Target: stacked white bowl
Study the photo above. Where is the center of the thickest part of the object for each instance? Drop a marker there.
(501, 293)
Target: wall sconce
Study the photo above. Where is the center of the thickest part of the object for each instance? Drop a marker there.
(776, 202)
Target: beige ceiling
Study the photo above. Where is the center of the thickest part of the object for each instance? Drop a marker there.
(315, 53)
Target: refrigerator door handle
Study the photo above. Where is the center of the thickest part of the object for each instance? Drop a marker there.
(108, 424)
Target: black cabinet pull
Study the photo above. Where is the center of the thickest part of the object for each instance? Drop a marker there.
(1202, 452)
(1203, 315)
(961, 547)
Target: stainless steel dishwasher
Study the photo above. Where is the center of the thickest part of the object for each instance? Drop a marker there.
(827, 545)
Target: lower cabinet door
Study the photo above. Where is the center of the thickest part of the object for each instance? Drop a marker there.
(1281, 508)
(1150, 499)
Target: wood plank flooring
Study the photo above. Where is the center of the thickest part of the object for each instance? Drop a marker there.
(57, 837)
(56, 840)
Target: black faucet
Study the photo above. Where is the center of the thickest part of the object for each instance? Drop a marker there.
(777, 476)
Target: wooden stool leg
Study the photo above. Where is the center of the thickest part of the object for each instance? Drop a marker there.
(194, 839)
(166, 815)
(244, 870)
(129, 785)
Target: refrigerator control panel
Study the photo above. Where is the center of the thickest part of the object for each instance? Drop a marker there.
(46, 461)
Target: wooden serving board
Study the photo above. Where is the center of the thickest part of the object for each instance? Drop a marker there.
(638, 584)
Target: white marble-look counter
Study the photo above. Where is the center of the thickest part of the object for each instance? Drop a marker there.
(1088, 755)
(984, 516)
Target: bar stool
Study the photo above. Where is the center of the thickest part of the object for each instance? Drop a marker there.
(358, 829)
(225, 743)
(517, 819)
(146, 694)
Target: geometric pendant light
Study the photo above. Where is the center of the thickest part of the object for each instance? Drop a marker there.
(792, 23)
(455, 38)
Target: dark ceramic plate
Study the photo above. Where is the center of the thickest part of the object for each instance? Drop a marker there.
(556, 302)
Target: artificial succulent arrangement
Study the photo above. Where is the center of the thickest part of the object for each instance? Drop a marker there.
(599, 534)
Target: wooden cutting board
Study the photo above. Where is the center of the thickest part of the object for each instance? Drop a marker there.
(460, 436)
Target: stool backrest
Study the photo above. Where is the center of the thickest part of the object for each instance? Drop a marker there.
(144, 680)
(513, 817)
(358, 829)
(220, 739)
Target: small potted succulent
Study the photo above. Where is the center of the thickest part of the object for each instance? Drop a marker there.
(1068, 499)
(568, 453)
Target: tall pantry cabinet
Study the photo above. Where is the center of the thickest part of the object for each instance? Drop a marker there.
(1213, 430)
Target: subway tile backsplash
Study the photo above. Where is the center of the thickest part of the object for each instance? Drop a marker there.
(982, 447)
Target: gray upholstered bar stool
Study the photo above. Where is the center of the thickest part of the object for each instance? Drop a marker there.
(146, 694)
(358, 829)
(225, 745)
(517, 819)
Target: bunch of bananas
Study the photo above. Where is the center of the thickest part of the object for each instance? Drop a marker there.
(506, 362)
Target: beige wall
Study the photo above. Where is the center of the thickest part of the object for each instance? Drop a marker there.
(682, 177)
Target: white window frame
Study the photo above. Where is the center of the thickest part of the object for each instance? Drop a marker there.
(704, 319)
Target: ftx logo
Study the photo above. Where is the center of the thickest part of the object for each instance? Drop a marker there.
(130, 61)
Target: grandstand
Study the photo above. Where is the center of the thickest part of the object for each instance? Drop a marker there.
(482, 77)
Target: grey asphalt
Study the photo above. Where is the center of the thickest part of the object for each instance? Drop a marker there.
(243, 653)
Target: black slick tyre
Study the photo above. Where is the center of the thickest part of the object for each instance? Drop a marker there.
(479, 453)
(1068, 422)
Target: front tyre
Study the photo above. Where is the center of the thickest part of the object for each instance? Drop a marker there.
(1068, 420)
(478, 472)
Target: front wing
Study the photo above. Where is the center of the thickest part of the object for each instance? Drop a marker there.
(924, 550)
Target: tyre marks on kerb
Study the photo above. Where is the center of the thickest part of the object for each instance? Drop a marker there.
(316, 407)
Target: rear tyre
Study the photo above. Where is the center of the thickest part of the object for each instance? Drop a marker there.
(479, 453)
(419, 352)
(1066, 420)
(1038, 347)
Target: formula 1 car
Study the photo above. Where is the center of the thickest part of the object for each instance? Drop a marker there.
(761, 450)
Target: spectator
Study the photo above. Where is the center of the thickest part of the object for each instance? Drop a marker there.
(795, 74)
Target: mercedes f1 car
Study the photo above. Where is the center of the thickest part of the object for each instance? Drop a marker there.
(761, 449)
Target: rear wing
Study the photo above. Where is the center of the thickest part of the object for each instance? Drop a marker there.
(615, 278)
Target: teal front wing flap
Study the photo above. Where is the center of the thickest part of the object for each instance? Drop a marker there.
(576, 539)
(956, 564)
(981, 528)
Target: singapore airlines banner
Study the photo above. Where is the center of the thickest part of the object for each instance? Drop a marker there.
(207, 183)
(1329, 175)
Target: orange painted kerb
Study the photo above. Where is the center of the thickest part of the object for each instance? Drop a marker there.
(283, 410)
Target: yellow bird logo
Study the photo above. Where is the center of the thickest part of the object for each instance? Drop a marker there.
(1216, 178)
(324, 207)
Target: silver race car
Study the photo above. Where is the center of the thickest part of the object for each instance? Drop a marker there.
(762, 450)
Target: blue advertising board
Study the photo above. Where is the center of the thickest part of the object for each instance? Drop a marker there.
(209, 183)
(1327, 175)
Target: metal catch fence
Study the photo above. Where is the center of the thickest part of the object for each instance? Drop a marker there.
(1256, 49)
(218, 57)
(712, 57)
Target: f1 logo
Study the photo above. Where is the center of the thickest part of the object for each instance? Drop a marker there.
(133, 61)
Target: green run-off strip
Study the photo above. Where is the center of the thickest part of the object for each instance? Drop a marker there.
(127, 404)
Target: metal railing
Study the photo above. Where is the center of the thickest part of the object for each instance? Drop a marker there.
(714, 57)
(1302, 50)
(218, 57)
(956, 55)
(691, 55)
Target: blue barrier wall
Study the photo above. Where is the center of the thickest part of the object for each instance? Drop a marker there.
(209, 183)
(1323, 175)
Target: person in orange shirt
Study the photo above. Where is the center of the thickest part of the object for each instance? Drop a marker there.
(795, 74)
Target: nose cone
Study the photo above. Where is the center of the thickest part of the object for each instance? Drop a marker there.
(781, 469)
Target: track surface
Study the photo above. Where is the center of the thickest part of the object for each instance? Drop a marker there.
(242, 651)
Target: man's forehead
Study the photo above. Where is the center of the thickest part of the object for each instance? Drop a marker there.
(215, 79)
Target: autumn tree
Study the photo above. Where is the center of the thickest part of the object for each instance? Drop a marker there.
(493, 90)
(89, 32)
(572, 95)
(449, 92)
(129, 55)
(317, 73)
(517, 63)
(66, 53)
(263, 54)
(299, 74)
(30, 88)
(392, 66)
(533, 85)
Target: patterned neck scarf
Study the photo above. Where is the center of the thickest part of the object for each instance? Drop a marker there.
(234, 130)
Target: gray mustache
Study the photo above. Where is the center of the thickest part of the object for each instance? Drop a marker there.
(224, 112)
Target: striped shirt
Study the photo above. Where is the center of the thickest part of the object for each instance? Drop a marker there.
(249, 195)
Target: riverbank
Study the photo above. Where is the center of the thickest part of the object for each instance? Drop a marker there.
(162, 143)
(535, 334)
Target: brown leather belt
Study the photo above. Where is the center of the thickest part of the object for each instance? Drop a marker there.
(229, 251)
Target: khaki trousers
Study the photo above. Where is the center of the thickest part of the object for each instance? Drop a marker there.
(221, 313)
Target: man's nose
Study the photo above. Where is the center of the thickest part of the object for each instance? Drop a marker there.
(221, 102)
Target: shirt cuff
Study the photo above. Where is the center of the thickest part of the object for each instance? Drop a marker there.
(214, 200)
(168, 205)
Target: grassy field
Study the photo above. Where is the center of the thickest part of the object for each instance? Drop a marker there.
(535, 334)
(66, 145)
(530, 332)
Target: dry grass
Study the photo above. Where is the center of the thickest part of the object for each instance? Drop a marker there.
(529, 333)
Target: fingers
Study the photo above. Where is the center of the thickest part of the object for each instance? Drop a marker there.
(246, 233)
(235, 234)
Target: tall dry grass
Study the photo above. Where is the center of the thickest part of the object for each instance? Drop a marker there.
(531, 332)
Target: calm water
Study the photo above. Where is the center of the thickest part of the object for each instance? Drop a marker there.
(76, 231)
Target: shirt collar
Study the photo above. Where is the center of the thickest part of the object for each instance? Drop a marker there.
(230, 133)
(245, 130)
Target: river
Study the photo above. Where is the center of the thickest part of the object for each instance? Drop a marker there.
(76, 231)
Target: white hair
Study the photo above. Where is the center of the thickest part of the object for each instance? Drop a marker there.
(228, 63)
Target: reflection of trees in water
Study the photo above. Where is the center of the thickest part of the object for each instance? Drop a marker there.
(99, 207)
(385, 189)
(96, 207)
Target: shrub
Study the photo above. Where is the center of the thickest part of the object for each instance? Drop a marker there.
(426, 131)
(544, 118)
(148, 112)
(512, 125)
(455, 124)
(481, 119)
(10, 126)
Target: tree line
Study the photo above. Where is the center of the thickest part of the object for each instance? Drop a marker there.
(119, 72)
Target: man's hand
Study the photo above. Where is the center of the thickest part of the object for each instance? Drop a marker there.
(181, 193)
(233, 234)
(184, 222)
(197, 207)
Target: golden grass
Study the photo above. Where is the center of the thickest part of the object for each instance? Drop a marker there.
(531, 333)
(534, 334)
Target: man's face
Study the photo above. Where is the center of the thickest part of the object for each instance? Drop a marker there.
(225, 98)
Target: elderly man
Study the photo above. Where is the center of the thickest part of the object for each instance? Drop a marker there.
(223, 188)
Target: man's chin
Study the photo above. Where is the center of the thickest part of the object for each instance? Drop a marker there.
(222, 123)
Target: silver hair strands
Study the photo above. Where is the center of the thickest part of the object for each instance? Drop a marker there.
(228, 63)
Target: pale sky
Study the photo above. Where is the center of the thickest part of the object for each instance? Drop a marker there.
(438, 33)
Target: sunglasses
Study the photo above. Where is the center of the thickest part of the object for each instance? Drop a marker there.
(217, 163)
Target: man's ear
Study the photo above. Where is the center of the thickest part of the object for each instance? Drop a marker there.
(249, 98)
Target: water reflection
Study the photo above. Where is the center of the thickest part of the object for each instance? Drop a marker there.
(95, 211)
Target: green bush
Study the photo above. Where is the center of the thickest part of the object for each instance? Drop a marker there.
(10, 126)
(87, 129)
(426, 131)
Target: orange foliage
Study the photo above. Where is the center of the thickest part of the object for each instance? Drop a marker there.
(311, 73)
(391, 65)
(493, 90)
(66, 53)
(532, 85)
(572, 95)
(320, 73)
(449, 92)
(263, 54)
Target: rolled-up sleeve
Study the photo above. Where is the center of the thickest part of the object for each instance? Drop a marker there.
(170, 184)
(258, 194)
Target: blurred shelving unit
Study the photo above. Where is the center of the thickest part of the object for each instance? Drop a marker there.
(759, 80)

******

Please extract from the records above every line from the one containing "Target: spectator" through the one containing "(1329, 175)", inclusive, and reproduce them verbatim.

#### EXERCISE RESULT:
Target: spectator
Study the photo above. Where is the center of the thickest part of the object for each instance? Drop a marker there.
(795, 74)
Target: mercedes f1 car
Study the photo above. Where is the center of the thickest part of the object for each instance? Drop a marker there.
(761, 449)
Target: rear wing
Study the photo above. Where is the center of the thickest part of the object for each instance? Drop a marker there.
(615, 278)
Target: teal front wing flap
Study the photo above. Where is the center of the thickest part of the object for each instance? Drop a marker there.
(576, 539)
(956, 564)
(981, 528)
Target: singapore airlines banner
Study the photo above. Where is the center of the thickest part of the object for each instance? Drop a marker there.
(207, 183)
(1329, 175)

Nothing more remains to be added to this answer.